Give back, unchanged, each line from the one containing "TARGET = lattice window" through the last line of the entries below.

Location identification items:
:::::

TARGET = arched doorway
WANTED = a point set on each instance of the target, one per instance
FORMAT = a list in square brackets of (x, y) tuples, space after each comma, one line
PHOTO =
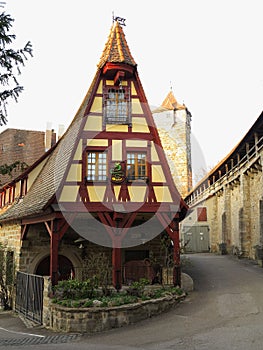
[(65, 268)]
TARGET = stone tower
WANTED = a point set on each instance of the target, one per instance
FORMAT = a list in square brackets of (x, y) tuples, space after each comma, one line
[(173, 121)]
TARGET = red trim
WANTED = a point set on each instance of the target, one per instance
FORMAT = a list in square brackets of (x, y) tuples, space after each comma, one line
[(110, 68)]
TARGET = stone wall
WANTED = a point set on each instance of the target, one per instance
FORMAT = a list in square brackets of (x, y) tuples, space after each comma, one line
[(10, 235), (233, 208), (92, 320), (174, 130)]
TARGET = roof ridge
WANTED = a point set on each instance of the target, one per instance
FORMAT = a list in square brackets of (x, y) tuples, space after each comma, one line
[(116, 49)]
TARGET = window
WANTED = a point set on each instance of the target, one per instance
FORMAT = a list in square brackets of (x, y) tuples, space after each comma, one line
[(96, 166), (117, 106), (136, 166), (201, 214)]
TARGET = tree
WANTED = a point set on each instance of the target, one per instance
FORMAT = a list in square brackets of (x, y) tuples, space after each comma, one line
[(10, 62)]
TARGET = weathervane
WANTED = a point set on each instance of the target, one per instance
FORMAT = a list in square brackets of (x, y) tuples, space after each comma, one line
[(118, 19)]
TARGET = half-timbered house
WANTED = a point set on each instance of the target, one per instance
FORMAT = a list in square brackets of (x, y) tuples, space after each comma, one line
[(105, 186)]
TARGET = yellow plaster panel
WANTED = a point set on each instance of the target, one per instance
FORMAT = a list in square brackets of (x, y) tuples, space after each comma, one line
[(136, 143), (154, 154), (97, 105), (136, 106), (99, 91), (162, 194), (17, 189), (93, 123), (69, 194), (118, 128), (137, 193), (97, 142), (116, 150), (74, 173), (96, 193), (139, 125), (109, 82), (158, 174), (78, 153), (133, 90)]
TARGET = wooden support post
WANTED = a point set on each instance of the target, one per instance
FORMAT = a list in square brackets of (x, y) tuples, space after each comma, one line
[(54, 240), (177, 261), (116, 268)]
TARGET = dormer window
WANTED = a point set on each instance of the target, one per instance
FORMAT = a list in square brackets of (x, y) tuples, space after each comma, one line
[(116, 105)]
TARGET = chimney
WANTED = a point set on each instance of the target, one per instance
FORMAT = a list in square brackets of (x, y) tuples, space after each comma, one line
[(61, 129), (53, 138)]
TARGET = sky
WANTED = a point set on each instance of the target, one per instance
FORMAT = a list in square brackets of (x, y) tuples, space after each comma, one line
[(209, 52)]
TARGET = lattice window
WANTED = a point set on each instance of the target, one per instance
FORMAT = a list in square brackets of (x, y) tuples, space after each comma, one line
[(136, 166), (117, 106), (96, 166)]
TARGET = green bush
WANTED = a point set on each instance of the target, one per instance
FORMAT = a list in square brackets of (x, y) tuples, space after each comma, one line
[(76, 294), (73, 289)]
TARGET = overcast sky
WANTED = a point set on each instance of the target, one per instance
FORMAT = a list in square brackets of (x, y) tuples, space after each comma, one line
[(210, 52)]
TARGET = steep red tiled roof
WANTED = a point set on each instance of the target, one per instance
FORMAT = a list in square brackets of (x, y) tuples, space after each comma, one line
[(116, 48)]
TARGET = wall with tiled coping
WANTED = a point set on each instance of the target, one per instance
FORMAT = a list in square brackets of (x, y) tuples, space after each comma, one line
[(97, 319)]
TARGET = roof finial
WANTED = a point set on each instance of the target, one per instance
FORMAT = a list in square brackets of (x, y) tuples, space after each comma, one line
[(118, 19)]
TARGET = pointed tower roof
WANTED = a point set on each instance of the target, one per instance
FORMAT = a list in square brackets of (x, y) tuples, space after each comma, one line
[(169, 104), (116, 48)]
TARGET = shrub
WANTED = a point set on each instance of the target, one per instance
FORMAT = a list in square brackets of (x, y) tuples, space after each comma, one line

:::::

Full response:
TARGET = lattice window
WANTED = a point set on each instance of the target, one per instance
FORMAT = a list in square brackets of (x, y) tuples, space after each comma, one line
[(136, 166), (117, 106), (96, 166)]
TARGET = green bush
WANTED = a point set on each instance of the target, one per instance
FORMAT = a list in square brackets of (x, y) tuples, space after each comma, one line
[(76, 294), (73, 289)]
TARGET = overcast sky
WANTED = a point set on each instance of the target, one per instance
FORMAT = a list in square brackets of (x, y) tuples, space after each comma, one line
[(210, 52)]
TARGET = steep red tiled roof
WANTED = a point set on each instance of the target, one per instance
FORMAT = a list in square brackets of (x, y) tuples, space after each comma, one line
[(116, 48)]
TARGET = wall with tiled coping
WANTED = a point set on each instance of the target, one per instance
FORMAT = a list in square brackets of (x, y) tuples, space after each comma, one line
[(97, 319)]
TARGET = roof finial
WANTED = a point set on each instance of the target, one per instance
FORMAT = a list in square brackets of (x, y) tuples, space after each comma, one line
[(118, 19)]
TARGET = pointed tower roof
WANTED = a point set on each instance of the target, one per instance
FORMAT = a list in square brackets of (x, y) tuples, space after each comma, one line
[(169, 104), (116, 48)]
TARGET = shrub
WANTED = a point set on each instance of the target, one per instance
FORMAT = a list in square brackets of (x, y) tuples, space after each comma, one line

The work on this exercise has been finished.